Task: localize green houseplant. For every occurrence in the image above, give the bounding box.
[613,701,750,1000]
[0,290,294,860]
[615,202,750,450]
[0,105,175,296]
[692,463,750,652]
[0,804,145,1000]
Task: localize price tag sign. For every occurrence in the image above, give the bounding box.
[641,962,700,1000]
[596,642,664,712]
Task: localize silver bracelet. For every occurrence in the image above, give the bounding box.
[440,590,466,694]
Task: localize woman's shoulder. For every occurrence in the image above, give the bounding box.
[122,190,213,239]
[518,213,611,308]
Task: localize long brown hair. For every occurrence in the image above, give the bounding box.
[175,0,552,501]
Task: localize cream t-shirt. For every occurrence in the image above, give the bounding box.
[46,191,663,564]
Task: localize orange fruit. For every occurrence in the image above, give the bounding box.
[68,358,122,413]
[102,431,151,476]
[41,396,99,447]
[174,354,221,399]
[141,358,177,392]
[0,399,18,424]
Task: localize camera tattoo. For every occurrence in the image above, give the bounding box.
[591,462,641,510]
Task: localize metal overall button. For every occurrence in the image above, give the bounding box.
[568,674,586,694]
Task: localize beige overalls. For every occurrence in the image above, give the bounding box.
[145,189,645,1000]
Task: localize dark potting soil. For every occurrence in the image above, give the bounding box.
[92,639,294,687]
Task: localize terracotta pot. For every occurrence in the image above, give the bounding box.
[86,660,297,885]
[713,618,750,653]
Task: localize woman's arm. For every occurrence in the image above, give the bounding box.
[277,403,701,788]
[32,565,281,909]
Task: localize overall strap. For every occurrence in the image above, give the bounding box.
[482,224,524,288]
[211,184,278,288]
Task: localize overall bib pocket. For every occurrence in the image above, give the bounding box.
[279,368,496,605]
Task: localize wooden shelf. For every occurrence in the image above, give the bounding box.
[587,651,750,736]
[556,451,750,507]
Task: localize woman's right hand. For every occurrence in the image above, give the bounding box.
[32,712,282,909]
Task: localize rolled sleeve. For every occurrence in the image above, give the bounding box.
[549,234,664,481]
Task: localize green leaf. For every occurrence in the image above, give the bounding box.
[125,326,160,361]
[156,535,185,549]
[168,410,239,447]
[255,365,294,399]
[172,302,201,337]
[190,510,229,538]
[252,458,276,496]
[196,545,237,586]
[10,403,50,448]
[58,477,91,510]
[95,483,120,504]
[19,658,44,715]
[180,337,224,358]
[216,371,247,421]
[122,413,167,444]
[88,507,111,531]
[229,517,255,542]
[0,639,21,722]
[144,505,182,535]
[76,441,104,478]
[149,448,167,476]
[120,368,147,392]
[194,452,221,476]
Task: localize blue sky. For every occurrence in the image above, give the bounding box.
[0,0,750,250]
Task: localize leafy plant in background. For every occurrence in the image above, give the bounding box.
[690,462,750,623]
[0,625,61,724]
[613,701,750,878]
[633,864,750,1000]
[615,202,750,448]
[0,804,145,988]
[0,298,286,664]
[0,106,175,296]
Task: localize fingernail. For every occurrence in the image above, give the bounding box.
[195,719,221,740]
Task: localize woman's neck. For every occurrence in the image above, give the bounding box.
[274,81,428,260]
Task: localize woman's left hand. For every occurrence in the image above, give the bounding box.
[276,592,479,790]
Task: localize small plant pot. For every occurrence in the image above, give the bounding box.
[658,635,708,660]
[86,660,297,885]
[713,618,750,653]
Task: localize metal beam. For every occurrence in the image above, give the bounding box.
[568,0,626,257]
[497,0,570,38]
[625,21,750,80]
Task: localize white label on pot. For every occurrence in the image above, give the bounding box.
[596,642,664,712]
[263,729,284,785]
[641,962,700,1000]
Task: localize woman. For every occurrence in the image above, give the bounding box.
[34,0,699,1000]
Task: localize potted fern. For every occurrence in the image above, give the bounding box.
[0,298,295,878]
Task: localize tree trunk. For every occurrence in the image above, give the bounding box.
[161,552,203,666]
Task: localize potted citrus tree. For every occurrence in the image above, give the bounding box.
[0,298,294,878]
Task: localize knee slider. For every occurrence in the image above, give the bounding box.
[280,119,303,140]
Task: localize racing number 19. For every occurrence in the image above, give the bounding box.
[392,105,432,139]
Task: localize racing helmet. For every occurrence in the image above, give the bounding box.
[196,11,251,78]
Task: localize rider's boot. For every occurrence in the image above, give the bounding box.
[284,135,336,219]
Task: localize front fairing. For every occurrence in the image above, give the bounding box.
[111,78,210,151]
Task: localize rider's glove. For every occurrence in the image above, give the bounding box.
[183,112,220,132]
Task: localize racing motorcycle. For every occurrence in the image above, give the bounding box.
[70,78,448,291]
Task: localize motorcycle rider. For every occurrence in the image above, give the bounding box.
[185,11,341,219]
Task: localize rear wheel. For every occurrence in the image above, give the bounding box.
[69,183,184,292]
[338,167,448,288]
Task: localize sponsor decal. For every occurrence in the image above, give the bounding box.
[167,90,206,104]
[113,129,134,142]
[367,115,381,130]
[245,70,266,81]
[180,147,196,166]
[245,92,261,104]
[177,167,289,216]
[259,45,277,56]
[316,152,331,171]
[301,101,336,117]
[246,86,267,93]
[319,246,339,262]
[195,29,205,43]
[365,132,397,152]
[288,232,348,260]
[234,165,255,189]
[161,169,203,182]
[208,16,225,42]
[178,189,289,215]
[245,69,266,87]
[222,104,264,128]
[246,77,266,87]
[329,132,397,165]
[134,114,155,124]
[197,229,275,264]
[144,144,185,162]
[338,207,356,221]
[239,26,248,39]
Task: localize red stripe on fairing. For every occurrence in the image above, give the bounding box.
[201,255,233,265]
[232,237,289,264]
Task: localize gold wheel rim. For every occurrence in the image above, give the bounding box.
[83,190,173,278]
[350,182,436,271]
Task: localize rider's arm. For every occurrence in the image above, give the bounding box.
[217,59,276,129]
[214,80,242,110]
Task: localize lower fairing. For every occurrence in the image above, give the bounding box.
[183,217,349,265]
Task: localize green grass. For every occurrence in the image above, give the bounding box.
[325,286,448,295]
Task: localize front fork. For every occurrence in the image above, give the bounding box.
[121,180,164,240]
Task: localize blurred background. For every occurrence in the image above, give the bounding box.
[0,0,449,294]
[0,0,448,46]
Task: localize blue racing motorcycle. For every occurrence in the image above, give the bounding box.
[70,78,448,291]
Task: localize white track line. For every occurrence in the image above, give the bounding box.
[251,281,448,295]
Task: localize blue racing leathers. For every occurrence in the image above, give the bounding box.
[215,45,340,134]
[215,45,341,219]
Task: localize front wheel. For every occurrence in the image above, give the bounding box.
|---|
◆ Exercise directions ◆
How many lines in the listing above contain the word "hand"? Reply with the number alone.

◆ Reply ◆
2